→ **Stored items from a collection**:
------

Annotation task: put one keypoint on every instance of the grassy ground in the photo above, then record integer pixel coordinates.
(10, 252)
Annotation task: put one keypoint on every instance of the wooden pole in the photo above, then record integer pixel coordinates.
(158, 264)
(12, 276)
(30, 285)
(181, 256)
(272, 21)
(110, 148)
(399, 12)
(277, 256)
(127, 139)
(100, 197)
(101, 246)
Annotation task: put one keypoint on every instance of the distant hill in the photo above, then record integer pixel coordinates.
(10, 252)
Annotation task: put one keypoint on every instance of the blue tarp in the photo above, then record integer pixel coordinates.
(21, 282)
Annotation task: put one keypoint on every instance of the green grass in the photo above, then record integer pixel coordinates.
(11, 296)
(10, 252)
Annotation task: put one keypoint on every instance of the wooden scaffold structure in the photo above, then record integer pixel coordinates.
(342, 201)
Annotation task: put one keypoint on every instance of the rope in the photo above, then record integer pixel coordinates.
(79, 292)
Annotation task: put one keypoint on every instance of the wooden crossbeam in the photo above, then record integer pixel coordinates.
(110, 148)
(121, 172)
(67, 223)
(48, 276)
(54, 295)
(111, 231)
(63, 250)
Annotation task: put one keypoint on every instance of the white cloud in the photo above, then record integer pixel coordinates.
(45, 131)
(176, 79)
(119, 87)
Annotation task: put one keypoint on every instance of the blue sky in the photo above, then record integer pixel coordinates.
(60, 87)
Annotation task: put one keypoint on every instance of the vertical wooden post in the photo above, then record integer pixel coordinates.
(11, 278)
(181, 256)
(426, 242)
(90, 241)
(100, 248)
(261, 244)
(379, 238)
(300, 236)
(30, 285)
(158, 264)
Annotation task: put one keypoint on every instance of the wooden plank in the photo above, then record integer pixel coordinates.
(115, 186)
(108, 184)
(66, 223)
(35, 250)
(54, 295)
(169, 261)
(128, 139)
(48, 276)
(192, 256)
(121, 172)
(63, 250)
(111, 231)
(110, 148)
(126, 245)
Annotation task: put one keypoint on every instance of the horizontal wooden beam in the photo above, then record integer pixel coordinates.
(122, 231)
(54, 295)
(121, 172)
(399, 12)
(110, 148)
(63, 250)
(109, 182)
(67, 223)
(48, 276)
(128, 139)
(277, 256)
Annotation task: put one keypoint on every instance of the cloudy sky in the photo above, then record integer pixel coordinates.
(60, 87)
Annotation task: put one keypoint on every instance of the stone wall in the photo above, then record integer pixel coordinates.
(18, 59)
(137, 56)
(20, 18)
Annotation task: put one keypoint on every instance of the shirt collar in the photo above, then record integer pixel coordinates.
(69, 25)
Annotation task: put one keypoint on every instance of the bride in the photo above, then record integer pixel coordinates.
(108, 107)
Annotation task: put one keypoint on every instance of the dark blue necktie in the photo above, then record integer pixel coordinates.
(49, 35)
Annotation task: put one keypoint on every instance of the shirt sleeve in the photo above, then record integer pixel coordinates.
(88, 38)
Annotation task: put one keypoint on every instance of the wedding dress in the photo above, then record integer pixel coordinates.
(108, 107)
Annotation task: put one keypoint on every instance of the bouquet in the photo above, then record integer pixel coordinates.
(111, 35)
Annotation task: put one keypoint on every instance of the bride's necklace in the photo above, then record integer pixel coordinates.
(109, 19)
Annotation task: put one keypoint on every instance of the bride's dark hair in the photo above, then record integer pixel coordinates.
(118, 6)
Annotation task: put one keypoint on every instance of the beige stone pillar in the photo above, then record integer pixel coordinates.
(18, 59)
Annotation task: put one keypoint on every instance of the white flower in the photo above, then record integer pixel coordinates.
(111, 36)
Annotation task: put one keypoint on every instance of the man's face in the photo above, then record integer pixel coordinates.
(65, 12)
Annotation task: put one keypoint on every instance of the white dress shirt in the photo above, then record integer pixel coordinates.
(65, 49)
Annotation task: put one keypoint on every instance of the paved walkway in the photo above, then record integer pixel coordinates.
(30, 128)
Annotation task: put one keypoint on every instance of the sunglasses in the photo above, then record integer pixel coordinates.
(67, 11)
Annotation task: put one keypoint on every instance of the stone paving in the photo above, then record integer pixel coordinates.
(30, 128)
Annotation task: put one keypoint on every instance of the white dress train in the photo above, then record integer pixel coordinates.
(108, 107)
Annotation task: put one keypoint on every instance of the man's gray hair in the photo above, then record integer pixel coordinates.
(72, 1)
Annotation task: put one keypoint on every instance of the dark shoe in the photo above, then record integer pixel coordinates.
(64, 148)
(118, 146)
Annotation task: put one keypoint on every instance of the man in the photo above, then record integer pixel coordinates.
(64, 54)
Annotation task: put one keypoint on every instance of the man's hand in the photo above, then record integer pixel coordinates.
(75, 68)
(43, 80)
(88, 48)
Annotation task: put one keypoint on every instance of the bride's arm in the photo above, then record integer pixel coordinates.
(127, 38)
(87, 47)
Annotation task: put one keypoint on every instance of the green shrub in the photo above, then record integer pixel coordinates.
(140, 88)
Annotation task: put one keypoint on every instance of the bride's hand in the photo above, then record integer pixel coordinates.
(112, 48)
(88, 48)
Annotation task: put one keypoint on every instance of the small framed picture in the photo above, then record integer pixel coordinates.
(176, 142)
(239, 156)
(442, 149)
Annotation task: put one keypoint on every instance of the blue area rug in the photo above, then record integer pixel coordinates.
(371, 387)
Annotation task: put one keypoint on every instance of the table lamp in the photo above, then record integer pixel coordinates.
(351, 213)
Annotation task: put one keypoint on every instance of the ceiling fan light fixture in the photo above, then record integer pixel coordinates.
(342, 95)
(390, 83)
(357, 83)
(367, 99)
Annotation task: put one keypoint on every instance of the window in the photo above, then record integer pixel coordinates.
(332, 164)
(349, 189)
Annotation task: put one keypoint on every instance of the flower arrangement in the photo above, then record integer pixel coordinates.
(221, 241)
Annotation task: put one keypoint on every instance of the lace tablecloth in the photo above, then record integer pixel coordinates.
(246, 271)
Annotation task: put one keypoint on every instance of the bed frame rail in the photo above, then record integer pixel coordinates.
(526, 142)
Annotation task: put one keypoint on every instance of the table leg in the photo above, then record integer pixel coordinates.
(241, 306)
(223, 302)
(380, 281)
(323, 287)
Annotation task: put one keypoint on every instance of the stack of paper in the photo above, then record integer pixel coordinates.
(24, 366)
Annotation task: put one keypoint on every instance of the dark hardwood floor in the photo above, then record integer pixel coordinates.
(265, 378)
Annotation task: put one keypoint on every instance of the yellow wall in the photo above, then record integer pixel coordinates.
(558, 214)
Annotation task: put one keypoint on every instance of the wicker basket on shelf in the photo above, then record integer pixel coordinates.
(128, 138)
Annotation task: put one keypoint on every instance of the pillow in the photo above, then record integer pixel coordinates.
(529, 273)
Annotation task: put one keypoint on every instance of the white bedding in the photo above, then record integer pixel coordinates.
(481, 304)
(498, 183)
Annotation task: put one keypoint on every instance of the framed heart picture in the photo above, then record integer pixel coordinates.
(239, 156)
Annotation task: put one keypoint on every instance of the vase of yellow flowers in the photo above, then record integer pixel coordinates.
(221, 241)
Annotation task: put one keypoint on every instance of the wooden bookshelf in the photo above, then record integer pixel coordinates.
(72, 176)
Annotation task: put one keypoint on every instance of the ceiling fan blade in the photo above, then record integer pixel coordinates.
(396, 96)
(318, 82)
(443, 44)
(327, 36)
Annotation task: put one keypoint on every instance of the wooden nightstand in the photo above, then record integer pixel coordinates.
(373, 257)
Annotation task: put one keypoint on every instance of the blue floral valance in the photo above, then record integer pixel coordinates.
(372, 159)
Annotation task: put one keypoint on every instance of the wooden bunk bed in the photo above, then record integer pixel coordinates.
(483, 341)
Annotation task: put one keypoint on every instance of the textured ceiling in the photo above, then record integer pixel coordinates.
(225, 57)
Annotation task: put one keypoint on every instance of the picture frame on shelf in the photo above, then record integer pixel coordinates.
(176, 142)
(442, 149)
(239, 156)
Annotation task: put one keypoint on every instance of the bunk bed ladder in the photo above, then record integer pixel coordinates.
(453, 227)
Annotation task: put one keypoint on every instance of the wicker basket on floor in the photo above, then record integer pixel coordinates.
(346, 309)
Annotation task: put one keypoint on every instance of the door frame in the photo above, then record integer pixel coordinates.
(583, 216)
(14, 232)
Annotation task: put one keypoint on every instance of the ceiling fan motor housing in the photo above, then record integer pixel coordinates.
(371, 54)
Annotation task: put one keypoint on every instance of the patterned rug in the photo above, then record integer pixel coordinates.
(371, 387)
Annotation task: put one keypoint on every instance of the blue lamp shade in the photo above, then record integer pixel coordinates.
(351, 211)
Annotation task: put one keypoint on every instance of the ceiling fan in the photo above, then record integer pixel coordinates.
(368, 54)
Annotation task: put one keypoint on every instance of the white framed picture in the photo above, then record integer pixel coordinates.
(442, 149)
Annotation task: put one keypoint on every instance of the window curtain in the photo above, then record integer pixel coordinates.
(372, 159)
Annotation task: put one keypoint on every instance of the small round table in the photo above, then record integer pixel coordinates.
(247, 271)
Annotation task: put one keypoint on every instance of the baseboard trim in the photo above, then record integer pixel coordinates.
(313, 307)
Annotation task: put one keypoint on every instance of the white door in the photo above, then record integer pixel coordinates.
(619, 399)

------

Print, exactly as they appear above, the lines running from the one with "of the patterned" through the final line.

→ **Task output**:
Annotation task: put one keypoint on every instance of the patterned rug in the photo above, then record integer pixel coordinates.
(371, 387)
Annotation task: put one keypoint on every instance of the blue lamp shade in the photo above, then record integer pixel coordinates.
(351, 211)
Annotation task: put one keypoint on every instance of the ceiling fan in the photo above, then record integer pixel coordinates.
(368, 54)
Annotation task: put one keypoint on every instance of the white framed picture in the photo above, then record integer pixel coordinates.
(442, 149)
Annotation task: put one keypoint on every instance of the window curtain in the photo above, then record integer pixel coordinates.
(372, 159)
Annotation task: put one keypoint on every instance of the small round table in the photo above, then record integer pixel coordinates.
(247, 271)
Annotation task: put one keypoint on every instance of the baseboard trim in the photo above, then record integer pixel coordinates.
(313, 307)
Annotation task: put one keypoint on every instance of the white door in the photo above, then record integer pixel coordinates.
(619, 399)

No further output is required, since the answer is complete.